WORK TO COMPLETE: Would you transcribe the listing that follows, character for character, and omit its images?

ENTRIES PROVIDED:

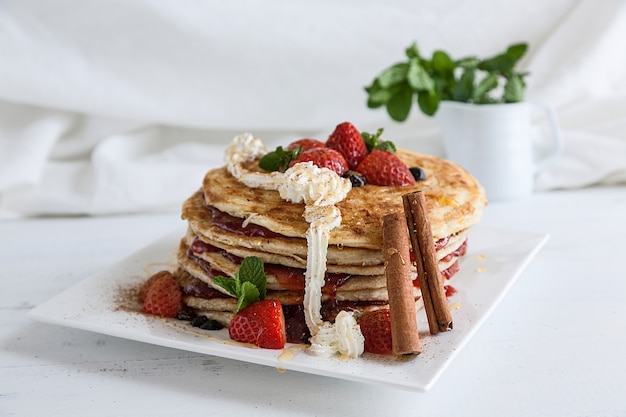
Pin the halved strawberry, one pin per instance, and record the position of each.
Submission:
(376, 328)
(161, 295)
(305, 144)
(347, 140)
(261, 323)
(385, 168)
(323, 158)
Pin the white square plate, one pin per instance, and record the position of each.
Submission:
(494, 260)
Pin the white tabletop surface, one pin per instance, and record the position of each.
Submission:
(553, 347)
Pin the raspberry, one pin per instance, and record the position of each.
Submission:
(323, 158)
(347, 140)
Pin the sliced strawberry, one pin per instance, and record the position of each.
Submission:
(323, 158)
(261, 323)
(347, 140)
(376, 328)
(161, 295)
(305, 144)
(385, 168)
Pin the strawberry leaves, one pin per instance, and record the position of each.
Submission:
(248, 284)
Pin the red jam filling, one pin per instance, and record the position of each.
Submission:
(291, 279)
(235, 225)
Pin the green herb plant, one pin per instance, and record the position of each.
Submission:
(468, 80)
(248, 285)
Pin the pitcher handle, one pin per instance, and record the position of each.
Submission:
(555, 135)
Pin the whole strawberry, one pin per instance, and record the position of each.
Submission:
(385, 168)
(323, 158)
(376, 329)
(305, 144)
(261, 323)
(347, 140)
(161, 295)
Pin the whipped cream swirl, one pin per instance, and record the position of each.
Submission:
(319, 189)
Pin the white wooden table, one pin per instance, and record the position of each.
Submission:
(555, 346)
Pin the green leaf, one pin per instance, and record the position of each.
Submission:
(279, 159)
(418, 78)
(252, 270)
(483, 88)
(443, 64)
(248, 295)
(428, 103)
(399, 105)
(249, 283)
(514, 89)
(469, 62)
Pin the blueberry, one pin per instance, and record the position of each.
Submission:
(186, 315)
(418, 173)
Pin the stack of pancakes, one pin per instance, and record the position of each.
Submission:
(228, 221)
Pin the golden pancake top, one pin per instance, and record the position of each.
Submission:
(454, 200)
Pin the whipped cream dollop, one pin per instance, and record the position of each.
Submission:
(319, 189)
(344, 337)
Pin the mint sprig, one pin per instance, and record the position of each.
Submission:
(279, 159)
(469, 80)
(248, 284)
(373, 141)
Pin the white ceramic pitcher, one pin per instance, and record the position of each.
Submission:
(494, 143)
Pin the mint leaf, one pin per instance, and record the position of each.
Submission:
(252, 271)
(443, 64)
(428, 103)
(279, 159)
(418, 78)
(248, 295)
(468, 80)
(249, 283)
(484, 87)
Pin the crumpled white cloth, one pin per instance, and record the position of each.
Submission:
(122, 106)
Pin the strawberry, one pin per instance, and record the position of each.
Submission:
(323, 158)
(161, 295)
(347, 140)
(376, 328)
(261, 323)
(305, 144)
(385, 168)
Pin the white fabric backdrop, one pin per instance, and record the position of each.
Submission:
(121, 106)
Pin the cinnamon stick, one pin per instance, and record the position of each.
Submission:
(428, 274)
(402, 310)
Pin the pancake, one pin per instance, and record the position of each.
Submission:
(454, 201)
(228, 221)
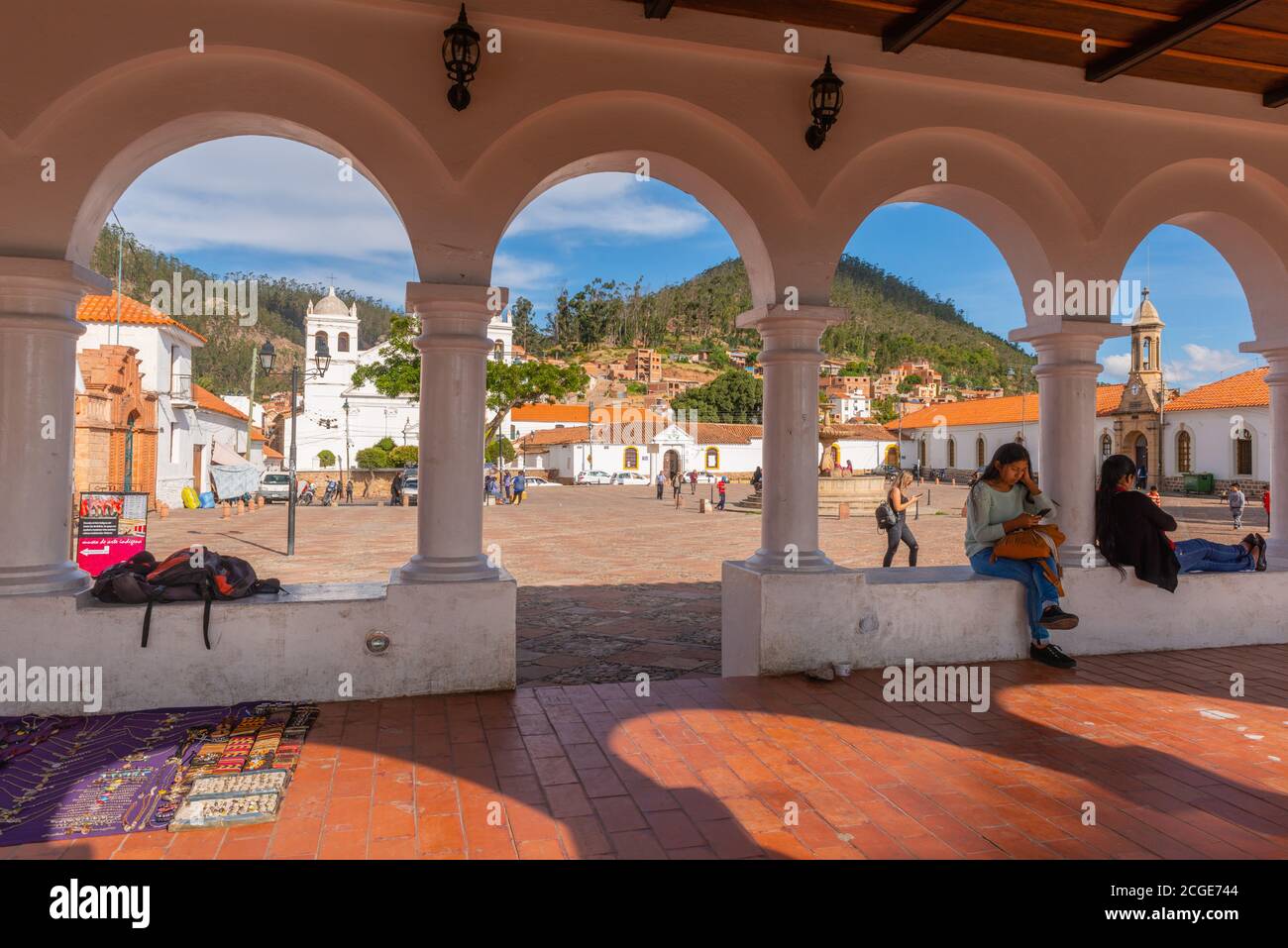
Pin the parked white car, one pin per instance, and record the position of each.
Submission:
(274, 485)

EXERCISE OUTPUT:
Pin the halved strawberry, one pin per instance, and record the position of each.
Submission:
(376, 328)
(161, 295)
(305, 144)
(347, 140)
(261, 323)
(385, 168)
(323, 158)
Pin the white square plate, one pin per instance, and record the position of each.
Submission:
(494, 260)
Pin the white tabletop surface, one pin per instance, and record the position of each.
Submission:
(553, 347)
Pin the raspberry, one pin per instance, and record the position of each.
Submission:
(323, 158)
(347, 140)
Pin the sliced strawberry, one pin per instance, and record the position of each.
Submission:
(323, 158)
(261, 323)
(347, 140)
(376, 328)
(161, 295)
(305, 144)
(385, 168)
Pin the strawberry leaves, one pin per instance, and record the position of each.
Submission:
(248, 284)
Pin the red jam filling, one pin per instance, and record the position of each.
Submission:
(291, 279)
(235, 225)
Pin the green herb plant, one pin per instance, and record the position of each.
Submission:
(468, 80)
(248, 285)
Pin the pitcher handle, one pin per instance, and record the position of each.
Submission:
(555, 135)
Pin the whole strawberry, one pin per instance, and record the position of each.
Submission:
(385, 168)
(323, 158)
(376, 329)
(305, 144)
(261, 323)
(347, 140)
(161, 295)
Pin the whipped cream swirl, one pin per instance, and record the position of each.
Submission:
(319, 189)
Pin the white wooden table, one pin per instance, and record the position of each.
Submission:
(555, 346)
Pin the green leaf, one pin per instance, and record the position of each.
Submission:
(279, 159)
(418, 78)
(252, 270)
(483, 88)
(443, 64)
(248, 295)
(428, 103)
(399, 105)
(249, 283)
(514, 89)
(469, 62)
Pin the blueberry, one pin per instance, and record the position of each.
Submission:
(186, 315)
(418, 173)
Pin the stack of pancakes, one pin per instance, and record the position of each.
Submission:
(228, 221)
Pin the golden pancake top, one pin per instance, and record the position of each.
Submission:
(454, 200)
Pin the whipped cream dollop, one pin per instance, and record the position of each.
Submission:
(319, 189)
(344, 337)
Pin the mint sprig, one pin per instance, and record the position of each.
Submission:
(279, 159)
(469, 80)
(248, 284)
(373, 141)
Pin the white ceramic pitcher, one pin per instance, and record the position of each.
Submission:
(494, 143)
Pin the mint leaf, one pin per instance, and record the position of each.
Submission:
(252, 271)
(443, 64)
(428, 103)
(279, 159)
(418, 78)
(248, 295)
(468, 80)
(249, 283)
(484, 87)
Pin the crumpled white cloth, one pin per instance, and record the position of each.
Submission:
(122, 106)
Pin the strawberry, one pin per instance, and record the position of each.
Submission:
(323, 158)
(161, 295)
(347, 140)
(376, 328)
(261, 323)
(305, 144)
(385, 168)
Pin the white fabric backdrop, one pin per instance, and record the position of each.
Submission:
(121, 106)
Pin the cinnamon stick, one pin per instance, and record the position of each.
Submission:
(428, 274)
(402, 310)
Pin the pancake, one pin per instance, and record the position of each.
Submission:
(454, 201)
(228, 221)
Pin the parked white car, one pin per instance, and record the position of each.
Submission:
(274, 485)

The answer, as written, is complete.